PASSAGE TO READ:
****************************************

Our historical excursion enables us also to explain the reason why in the present phrase of Russian social life the Jewish problem has again arisen in an unprecedented form. It was simply a new political weapon, in a sense, the result of the new form of political life. As long as the nation was voiceless, as long as all matters were decided by the bureaucracy in the quiet of offices, committees, and ministries, it was possible for the Government to ignore the people as a factor in legislation, and to take into account nothing but the needs and the welfare of the state as it understood them. But when the nation was called to participate in state affairs, there arose the need of influencing it in a certain sense. It became necessary to work up the masses, to act on their intellect and will. Official anti-Semitism is the most primitive means of satisfying this need, a simplified attempt to bridle the masses, to suggest to them the feelings, motives, views and methods which are in the interest of those who play the game. In other words, demagogy came into being. For the purposes of demagogy a special political weapon, corresponding to the political conditions under the new régime, was created,—namely artificial political parties.

****************************************

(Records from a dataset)
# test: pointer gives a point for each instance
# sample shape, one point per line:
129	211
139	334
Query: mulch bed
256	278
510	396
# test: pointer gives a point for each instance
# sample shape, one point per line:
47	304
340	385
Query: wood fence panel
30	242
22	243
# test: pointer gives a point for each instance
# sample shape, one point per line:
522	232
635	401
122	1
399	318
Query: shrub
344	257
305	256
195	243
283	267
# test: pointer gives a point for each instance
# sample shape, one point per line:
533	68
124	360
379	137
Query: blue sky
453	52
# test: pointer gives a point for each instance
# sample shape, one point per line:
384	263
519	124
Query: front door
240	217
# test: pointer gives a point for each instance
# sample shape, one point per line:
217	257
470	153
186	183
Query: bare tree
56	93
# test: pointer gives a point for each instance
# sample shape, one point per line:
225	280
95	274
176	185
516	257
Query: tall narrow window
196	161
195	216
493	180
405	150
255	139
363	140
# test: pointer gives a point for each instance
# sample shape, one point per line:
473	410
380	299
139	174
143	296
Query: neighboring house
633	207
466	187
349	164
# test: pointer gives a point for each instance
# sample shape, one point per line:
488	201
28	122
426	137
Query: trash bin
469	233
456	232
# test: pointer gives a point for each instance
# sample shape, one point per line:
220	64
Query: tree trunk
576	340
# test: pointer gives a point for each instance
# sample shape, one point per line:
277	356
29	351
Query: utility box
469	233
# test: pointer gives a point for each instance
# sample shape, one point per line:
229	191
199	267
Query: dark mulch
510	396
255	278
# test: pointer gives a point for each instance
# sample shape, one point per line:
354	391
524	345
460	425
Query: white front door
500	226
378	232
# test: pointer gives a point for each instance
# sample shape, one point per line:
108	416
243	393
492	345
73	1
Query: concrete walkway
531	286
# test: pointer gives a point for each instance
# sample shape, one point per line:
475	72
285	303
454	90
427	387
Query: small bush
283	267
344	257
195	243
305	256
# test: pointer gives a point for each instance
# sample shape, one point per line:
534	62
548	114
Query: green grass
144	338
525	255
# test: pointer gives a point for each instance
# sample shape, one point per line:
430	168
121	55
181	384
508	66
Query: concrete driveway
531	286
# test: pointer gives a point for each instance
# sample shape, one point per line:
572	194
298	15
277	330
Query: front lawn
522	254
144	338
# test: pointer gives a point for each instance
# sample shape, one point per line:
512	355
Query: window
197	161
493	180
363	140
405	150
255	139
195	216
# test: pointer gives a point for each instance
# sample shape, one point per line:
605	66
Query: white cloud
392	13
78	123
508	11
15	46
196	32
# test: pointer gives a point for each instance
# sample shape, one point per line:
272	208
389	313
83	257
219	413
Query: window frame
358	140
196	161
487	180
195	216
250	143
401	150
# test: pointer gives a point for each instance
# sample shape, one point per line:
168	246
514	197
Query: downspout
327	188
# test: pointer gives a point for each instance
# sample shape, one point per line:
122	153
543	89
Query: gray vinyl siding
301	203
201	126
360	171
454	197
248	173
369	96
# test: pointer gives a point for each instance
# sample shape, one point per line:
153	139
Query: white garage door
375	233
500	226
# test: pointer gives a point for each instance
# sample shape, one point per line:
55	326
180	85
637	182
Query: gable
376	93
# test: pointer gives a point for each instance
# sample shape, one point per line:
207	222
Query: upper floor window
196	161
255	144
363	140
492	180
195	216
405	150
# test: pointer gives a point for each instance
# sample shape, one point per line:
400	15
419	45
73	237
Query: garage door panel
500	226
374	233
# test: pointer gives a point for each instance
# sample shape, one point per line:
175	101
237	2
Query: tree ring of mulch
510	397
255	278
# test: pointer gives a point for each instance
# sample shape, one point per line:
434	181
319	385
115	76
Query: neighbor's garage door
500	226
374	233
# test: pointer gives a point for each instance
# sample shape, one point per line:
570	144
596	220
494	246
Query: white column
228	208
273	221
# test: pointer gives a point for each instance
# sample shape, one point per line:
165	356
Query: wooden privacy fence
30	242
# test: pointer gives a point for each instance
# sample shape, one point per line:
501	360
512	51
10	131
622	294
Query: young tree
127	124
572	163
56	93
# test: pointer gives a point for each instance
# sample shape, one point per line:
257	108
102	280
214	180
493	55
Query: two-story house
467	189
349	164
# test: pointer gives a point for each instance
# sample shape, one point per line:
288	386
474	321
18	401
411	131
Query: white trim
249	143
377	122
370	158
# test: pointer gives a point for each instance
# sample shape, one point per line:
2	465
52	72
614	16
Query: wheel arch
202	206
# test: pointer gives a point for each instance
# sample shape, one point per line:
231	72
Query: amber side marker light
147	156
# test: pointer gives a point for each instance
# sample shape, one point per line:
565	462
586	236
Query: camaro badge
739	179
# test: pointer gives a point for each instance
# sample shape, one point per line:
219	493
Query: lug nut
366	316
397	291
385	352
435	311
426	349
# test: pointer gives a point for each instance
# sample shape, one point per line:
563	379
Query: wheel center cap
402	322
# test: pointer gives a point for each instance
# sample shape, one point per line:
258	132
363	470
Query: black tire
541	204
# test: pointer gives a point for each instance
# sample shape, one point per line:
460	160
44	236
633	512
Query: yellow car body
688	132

****************************************

SHORT TASK 1: According to the passage on the Jewish problem in Russian social life, what special political weapon was created for the purposes of demagogy?
SHORT TASK 2: Rewrite the paragraph beginning "Our historical excursion enables us" from the passage on the Jewish problem in Russian social life as a short bulleted list that keeps its main facts.
SHORT TASK 3: Go on with the passage on the Jewish problem in Russian social life from the point where it stops.
These records come from a different source than the passage.

TASK RESULT 1: Artificial political parties.

TASK RESULT 2:
- The Jewish problem has arisen again in an unprecedented form as a new political weapon, a result of the new form of political life.
- While the nation was voiceless and the bureaucracy decided everything in offices, committees, and ministries, the Government could ignore the people and consider only the needs of the state as it understood them.
- Once the nation was called to take part in state affairs, the Government needed to influence the masses and act on their intellect and will.
- Official anti-Semitism is the most primitive way of meeting this need, an attempt to bridle the masses and suggest to them views that serve those who play the game.
- In this way demagogy came into being.
- For its purposes, a special political weapon suited to the new régime was created: artificial political parties.

TASK RESULT 3:
Thus, anti-Semitism of the new type, however strange this conclusion may appear, is the product of the constitutional epoch. It is a response to the need for new means of influencing the masses. And in this sense anti-Semitism plays in Russia the same role as it played in Western Europe.
Bismarck, it will be remembered, called anti-Semitism the socialism of fools. In order to combat the socialism of intelligent people, it is necessary to take hold of the ignorant masses and to mislead them by showing them the imaginary enemy of their welfare instead of the real one. Anti-Semitism says to the ignorant masses: "There is your enemy, fight the Jews, and you will improve your life conditions. . . ." It is well known that such attempts to apply anti-Semitism for the purpose of creating social parties of the new type were more than once made in the West. As an example, I shall cite the Christian Social Party in Austria, with its late leader, Lueger.
There is one small difference between us and the West. In Russia the masses are not so well prepared to appreciate a social argument, even when served in a simplified form. In Russia anti-Semitism is forced to present this argument in an even more popular form, making an appeal to the most elementary passions and instincts. F. I. Rodichev once remarked in the Duma, parodying Bismarck's aphorism to fit it to our conditions, that anti-Semitism is "the patriotism of perplexed people." In fact, anti-Semitism in Russia is a means of creating a nationalism of a definite type in the masses, it is with this aim in view that our anti-Semites play on the racial and religious animosities of the masses.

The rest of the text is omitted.